== SOURCE PASSAGE

Δ ϕ = arc \tan [\frac{- G_{N - 1} \sin (N ϕ)}{1 + G_{N - 1} \cos (N ϕ)}]

Equation (9) represents the phase error model based on the power-law response of PSP system in spatial domain. It indicates that the phase error caused by the gamma effect is a periodical distribution with respect to phase

ϕ

. We call it the universal model with the advantage of being suitable for arbitrary phase-shifting step. In order to develop a flexible phase error compensation method, another phase error model in HT domain is presented in the following subsection.

2.2. Phase error model in HT domain

The HT of the nth captured phase-shifting image can be represented as

I_{n}^{H} = H [I_{n}] = - B \sin (ϕ + δ_{n})

where

Η [•]

denotes an operator of HT. In the transform procedure, the DC component, i.e.

B_{0}

, may not be filtered out completely and remained in the transformed image. Fortunately its effect will be eliminated in the LSA-based PSP, as mentioned in spatial domain. In addition, it should be noticed that HT will bring error into the transformed images when the fringe area on object is less than one period. However it is an extreme condition. In practice, the dense fringe projection is generally used for achieving better accuracy.

====

*EXERCISE SET*:
1/ Answer these questions about the passage on phase error models:
(a) What does Equation (9) represent?
(b) What advantage earns the model its name "universal model"?
(c) Under what condition does HT bring error into the transformed images?
2/ Write the next part of the passage on phase error models, picking up right after its last sentence.

== DATA SUPPLIED

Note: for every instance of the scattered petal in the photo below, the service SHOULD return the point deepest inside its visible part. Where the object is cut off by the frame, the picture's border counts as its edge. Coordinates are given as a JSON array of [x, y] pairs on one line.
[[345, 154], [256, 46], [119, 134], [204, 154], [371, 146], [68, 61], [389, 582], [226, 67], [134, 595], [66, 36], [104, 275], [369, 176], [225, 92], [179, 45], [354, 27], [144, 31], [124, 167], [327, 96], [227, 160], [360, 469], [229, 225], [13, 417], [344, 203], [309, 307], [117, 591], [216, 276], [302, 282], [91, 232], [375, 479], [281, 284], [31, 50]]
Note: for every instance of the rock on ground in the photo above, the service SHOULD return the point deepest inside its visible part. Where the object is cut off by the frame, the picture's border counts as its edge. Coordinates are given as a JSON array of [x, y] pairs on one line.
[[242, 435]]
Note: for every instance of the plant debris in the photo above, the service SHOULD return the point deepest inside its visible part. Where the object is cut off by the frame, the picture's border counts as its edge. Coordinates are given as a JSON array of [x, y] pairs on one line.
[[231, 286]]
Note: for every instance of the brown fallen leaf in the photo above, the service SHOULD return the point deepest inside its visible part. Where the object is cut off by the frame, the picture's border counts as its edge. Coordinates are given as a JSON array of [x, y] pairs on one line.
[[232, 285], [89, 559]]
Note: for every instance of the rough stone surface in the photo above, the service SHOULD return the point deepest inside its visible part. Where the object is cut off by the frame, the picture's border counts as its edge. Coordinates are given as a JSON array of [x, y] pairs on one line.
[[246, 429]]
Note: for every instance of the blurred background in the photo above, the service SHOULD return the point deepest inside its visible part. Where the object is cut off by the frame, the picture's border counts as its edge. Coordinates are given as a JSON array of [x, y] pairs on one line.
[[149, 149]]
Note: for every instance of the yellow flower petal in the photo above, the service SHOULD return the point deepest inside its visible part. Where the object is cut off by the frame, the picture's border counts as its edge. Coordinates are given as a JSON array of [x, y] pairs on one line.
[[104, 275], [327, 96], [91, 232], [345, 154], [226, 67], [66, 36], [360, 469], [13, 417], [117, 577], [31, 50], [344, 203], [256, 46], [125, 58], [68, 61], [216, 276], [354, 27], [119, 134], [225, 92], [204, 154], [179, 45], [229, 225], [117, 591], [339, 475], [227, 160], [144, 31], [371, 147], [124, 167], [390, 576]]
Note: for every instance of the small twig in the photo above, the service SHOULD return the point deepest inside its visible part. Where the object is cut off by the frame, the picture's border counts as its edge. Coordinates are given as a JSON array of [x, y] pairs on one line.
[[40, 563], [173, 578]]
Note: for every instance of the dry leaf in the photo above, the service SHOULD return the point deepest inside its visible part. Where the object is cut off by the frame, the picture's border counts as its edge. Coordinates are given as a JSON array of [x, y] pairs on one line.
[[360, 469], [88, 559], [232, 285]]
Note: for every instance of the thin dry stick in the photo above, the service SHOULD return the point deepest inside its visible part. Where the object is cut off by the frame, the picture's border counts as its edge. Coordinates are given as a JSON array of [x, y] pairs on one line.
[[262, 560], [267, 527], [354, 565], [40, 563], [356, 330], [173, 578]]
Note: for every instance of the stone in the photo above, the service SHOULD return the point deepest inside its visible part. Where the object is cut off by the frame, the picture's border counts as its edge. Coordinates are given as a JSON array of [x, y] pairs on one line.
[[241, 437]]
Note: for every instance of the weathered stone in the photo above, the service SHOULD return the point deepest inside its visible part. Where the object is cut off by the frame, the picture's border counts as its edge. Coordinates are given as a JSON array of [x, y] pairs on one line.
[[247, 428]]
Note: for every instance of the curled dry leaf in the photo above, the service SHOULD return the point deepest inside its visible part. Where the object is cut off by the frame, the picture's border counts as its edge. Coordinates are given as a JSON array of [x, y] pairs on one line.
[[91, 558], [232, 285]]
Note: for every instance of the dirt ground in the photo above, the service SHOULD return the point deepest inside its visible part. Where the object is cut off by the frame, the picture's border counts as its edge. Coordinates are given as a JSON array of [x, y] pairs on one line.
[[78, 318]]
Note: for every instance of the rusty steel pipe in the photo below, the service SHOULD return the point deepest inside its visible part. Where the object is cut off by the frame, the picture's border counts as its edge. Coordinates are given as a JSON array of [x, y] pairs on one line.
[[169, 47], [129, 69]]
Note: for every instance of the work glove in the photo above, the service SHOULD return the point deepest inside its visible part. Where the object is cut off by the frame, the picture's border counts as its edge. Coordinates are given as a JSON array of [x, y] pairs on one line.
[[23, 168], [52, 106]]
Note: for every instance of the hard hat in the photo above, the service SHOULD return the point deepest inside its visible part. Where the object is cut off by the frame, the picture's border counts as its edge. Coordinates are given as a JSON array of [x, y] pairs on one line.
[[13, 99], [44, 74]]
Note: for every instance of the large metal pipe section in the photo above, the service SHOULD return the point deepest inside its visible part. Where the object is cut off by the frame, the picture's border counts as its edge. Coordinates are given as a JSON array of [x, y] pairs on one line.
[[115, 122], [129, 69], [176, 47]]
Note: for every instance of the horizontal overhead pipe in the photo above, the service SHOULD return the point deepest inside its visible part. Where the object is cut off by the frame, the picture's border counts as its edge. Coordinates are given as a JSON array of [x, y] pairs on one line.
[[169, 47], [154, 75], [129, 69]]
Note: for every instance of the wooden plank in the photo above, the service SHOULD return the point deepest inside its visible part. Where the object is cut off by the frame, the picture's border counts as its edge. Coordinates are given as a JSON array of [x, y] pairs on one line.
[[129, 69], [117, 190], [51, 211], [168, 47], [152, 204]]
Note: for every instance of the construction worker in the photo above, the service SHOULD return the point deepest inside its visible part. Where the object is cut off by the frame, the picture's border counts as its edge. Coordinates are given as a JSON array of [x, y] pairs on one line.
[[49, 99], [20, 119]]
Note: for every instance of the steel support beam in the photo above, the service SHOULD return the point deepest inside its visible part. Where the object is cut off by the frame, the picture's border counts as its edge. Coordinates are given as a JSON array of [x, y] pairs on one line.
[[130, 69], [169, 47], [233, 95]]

====
== DATA SUPPLIED

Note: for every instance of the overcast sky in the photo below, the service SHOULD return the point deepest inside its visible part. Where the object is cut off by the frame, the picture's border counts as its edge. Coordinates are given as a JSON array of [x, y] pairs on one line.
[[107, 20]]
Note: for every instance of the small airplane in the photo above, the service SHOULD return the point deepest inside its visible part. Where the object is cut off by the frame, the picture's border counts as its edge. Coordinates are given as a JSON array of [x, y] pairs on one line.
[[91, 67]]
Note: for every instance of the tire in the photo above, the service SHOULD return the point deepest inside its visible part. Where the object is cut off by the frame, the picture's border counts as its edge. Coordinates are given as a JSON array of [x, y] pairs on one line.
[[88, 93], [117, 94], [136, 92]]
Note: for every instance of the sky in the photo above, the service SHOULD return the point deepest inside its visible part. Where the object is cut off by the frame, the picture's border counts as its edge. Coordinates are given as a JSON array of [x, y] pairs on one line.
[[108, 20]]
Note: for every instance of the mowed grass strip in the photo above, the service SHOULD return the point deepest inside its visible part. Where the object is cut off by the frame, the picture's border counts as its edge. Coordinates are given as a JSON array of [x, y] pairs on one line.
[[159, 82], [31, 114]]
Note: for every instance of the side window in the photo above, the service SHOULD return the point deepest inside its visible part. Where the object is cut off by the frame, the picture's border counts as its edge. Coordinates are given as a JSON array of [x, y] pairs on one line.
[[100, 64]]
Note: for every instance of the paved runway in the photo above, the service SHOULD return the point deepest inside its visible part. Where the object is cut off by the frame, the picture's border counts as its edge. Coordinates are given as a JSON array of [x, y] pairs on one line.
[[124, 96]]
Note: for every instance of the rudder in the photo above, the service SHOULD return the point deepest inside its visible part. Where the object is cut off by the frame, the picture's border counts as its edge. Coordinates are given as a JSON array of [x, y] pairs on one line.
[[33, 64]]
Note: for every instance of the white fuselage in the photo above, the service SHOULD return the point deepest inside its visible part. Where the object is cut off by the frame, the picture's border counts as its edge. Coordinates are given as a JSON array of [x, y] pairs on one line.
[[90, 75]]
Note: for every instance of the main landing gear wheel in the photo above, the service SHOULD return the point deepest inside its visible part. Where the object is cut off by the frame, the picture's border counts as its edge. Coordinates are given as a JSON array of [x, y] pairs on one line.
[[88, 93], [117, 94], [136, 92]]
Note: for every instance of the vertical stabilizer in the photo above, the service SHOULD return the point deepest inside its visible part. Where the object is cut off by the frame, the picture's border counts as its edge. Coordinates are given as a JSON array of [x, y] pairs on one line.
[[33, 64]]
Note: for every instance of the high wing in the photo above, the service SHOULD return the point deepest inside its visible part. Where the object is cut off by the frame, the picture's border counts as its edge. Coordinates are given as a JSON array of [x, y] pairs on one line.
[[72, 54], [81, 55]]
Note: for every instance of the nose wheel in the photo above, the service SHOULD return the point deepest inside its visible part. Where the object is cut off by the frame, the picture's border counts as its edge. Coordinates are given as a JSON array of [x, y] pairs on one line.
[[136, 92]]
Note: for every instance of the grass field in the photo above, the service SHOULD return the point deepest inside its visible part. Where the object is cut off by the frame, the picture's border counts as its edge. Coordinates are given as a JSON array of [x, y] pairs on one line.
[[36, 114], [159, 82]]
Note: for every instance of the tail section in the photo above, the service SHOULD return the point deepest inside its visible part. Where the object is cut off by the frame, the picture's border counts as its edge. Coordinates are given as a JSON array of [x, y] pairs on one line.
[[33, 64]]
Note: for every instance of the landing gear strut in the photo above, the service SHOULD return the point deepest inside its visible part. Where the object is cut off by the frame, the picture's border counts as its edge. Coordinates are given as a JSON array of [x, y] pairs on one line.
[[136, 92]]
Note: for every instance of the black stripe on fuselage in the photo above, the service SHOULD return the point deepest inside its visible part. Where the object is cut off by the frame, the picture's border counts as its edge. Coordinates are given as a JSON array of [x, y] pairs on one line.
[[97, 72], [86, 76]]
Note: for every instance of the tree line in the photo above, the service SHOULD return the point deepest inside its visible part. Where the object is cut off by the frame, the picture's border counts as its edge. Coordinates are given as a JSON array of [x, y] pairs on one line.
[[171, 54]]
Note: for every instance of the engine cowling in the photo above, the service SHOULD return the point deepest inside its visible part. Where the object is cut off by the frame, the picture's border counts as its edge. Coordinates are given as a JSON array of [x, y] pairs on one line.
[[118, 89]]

====

*EXPECTED RESULTS*:
1/
(a) The phase error model based on the power-law response of the PSP system in the spatial domain.
(b) It is suitable for an arbitrary phase-shifting step.
(c) When the fringe area on the object is less than one period.

2/
Due to the gamma effect, there are also high-order harmonics existing in the transformed intensity, which can be represented as

I_{n}^{H C} = - \sum_{k = 1}^{\infty} [B_{k} \sin (k ϕ_{n})]

To make equal to $ϕ$ , the LSA-based phase in HT domain can be expressed by

ϕ^{H} = arc \tan [\frac{\sum_{n = 1}^{N} (I_{n}^{H} \cos δ_{n})}{\sum_{n = 1}^{N} (I_{n}^{H} \sin δ_{n})}]

The gamma-distorted phase in HT domain is

ϕ^{H C} = arc \tan [\frac{\sum_{n = 1}^{N} (I_{n}^{H C} \cos δ_{n})}{\sum_{n = 1}^{N} (I_{n}^{H C} \sin δ_{n})}] = arc \tan {\frac{\sum_{n = 1}^{N} \sum_{k = 1}^{\infty} [B_{k} \sin (k ϕ_{n}) \cos δ_{n}]}{\sum_{n = 1}^{N} \sum_{k = 1}^{\infty} [B_{k} \sin (k ϕ_{n}) \sin δ_{n}]}}

Similarly, we deduce the phase error model of PSP system in HT domain as

Δ ϕ^{H} = ϕ^{H C} - ϕ = arc \tan {\frac{\sum_{m = 1}^{\infty} [(G_{m N + 1} + G_{m N - 1}) \sin (m N ϕ)]}{1 + \sum_{m = 1}^{\infty} [(G_{m N + 1} - G_{m N - 1}) \cos (m N ϕ)]}}

The same simplifications as Eq. (7) are operated to Eq. (14), so the phase error model can be represented as

Δ ϕ^{H} = arc \tan [\frac{G_{N - 1} \sin (N ϕ)}{1 - G_{N - 1} \cos (N ϕ)}]

Equation (15) represents the phase error distribution in HT domain, which is also a periodical distribution related to the same factors as that in spatial domain.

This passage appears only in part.